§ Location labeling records
□ □ □

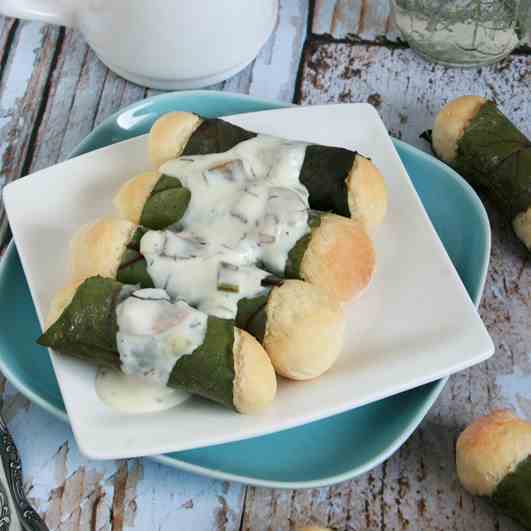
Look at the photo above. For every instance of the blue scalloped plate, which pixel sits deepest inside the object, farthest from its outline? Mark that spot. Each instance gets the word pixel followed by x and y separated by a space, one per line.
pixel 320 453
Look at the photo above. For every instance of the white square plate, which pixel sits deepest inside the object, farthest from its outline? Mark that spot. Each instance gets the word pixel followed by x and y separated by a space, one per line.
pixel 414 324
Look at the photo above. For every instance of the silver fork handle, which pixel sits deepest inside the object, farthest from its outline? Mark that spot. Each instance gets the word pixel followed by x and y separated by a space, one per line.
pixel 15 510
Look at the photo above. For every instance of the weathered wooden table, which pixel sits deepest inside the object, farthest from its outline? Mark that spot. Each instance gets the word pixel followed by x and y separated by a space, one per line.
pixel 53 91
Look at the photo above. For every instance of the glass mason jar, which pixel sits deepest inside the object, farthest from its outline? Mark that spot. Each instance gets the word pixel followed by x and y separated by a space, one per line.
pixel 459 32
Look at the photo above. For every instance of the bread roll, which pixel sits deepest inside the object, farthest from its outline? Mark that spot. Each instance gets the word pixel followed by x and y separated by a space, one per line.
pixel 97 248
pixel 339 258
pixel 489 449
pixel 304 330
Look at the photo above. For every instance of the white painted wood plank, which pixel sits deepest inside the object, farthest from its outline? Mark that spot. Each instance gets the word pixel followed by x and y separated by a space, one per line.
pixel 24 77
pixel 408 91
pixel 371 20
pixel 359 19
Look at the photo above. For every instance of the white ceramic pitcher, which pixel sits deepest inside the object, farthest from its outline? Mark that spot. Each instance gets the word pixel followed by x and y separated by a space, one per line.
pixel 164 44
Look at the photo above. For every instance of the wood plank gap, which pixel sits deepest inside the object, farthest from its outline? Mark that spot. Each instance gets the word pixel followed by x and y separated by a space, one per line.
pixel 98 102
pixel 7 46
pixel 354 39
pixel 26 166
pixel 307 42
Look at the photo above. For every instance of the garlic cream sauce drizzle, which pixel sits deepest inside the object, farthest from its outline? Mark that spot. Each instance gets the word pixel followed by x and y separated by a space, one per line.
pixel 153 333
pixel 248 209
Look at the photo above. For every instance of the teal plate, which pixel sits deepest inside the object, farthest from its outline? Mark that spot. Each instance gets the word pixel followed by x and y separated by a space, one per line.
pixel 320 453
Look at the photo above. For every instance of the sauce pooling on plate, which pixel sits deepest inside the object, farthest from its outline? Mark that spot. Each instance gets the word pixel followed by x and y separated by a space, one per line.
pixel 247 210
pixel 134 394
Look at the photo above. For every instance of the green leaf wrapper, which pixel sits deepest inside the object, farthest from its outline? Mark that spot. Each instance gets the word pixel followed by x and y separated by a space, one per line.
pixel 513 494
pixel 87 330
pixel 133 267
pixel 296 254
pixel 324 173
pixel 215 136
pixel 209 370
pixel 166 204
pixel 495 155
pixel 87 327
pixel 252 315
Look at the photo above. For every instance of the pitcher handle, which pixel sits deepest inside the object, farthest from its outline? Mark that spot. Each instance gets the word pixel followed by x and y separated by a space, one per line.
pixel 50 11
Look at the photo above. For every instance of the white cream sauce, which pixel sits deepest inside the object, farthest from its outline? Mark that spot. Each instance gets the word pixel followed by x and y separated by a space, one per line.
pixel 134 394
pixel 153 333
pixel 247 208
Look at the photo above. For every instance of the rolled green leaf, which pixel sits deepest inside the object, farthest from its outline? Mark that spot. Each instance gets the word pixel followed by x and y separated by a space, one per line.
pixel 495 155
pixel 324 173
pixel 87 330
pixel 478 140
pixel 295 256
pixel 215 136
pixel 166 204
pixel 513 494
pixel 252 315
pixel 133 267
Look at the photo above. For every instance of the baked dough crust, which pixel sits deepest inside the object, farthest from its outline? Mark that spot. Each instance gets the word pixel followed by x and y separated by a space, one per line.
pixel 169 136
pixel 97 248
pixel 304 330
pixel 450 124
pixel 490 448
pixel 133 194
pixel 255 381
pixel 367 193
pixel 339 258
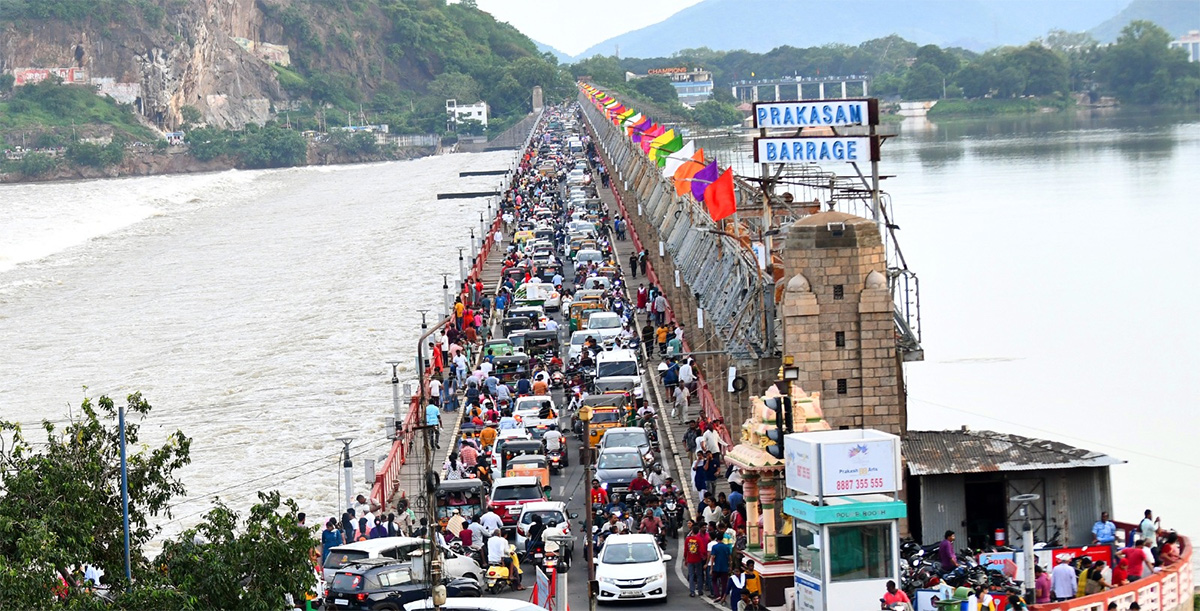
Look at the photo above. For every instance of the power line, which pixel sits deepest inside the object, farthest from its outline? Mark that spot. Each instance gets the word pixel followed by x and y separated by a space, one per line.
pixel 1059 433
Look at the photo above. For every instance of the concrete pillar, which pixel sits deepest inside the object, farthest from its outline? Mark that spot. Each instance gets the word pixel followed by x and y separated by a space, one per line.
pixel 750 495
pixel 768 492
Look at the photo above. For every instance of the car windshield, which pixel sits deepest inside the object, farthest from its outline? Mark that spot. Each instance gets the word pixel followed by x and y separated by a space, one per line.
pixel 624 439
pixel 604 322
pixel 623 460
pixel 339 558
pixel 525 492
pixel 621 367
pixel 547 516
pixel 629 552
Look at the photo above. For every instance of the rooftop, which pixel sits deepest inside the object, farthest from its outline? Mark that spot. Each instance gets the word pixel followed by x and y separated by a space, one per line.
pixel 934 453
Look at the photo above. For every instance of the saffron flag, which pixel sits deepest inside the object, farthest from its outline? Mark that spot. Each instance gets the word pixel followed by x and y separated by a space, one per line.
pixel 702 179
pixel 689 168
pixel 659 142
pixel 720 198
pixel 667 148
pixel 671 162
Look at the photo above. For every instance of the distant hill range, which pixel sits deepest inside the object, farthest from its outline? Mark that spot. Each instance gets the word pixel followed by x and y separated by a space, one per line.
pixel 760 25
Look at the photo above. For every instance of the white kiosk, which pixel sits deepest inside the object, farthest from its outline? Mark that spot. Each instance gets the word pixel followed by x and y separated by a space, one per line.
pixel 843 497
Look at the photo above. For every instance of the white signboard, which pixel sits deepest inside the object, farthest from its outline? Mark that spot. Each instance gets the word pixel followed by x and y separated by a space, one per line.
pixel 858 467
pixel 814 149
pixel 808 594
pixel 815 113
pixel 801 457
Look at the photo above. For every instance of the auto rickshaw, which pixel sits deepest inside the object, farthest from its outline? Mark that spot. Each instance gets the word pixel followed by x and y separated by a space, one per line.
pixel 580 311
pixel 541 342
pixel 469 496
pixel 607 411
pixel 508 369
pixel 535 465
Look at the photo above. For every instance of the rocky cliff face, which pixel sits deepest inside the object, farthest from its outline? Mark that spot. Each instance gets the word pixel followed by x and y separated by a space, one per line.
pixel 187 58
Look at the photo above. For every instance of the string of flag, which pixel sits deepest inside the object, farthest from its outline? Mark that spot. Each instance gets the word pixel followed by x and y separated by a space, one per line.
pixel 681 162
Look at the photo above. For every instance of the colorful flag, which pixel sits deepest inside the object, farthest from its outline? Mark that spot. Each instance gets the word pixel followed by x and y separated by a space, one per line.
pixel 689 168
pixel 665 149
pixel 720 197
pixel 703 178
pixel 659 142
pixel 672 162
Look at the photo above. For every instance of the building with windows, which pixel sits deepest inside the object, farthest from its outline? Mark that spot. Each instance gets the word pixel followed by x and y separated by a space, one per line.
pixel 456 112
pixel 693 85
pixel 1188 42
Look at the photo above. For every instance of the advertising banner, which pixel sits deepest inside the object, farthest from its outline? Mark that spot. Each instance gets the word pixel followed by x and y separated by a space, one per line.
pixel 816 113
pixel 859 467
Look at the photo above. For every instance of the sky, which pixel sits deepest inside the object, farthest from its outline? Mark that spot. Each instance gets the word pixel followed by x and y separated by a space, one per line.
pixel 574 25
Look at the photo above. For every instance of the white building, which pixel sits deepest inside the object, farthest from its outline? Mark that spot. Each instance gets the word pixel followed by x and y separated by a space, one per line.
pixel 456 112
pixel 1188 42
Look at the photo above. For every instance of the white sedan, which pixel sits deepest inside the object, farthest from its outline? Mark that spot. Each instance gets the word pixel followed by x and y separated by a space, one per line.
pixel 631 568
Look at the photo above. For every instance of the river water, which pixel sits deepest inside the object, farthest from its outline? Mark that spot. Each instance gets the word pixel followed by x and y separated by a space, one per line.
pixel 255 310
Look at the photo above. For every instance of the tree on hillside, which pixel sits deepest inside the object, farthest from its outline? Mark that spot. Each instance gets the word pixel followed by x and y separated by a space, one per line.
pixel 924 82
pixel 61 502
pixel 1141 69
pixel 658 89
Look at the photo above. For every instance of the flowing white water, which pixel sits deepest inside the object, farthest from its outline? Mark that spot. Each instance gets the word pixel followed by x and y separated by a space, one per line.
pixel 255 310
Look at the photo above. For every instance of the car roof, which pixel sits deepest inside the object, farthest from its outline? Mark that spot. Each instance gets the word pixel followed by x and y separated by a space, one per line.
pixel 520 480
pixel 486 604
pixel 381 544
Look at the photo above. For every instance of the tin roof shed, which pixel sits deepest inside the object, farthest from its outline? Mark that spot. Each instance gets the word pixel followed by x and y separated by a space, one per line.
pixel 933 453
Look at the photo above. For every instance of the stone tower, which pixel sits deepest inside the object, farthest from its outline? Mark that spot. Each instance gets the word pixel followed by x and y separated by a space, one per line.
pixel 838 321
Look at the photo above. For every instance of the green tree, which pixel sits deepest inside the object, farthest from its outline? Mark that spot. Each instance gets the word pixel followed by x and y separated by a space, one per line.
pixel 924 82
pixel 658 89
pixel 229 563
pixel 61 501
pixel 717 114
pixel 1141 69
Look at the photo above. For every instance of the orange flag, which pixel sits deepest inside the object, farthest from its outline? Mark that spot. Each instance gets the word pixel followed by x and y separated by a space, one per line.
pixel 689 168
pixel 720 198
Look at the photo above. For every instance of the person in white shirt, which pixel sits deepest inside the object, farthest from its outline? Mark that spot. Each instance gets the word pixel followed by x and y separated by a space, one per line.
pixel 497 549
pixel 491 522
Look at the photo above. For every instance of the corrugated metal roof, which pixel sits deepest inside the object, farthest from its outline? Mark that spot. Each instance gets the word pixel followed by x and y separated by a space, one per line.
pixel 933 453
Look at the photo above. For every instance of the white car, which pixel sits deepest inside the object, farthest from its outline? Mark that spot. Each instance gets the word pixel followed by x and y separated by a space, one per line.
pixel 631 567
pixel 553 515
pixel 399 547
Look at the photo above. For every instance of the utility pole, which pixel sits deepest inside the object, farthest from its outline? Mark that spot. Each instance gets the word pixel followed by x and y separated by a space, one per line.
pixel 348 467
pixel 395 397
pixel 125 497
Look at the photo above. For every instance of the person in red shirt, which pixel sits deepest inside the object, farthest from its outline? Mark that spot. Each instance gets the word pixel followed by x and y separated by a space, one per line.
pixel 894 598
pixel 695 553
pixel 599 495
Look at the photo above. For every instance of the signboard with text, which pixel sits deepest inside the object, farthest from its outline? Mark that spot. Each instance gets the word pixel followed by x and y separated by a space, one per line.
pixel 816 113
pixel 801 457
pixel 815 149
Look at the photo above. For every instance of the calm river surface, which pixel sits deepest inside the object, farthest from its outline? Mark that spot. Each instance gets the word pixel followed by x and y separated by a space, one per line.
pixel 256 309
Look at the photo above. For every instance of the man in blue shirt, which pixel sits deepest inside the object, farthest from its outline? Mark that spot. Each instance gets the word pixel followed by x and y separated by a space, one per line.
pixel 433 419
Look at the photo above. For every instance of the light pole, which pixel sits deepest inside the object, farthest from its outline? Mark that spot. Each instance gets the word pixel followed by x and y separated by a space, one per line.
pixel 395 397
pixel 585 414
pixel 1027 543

□ □ □

Exactly and exclusively, repeat the lines from the line that contains "Look at the photo above. For every instance of the man" through the end of the records, both ends included.

§ Expected answer
Look at the photo above. For every instance of the man in blue shirt, which pixel sits deepest inside the object, farthest from its outline? Mark that spot. Each instance gets the word pixel followed by x and y separated by a space, one per line.
pixel 433 419
Look at the photo above. For every instance of the light pole, which pixel sits deepest inside the object, farthest from its outline? Mark that spot. Each instance gets the word pixel followed by x and y separated by a space, one per line.
pixel 395 397
pixel 585 414
pixel 1027 543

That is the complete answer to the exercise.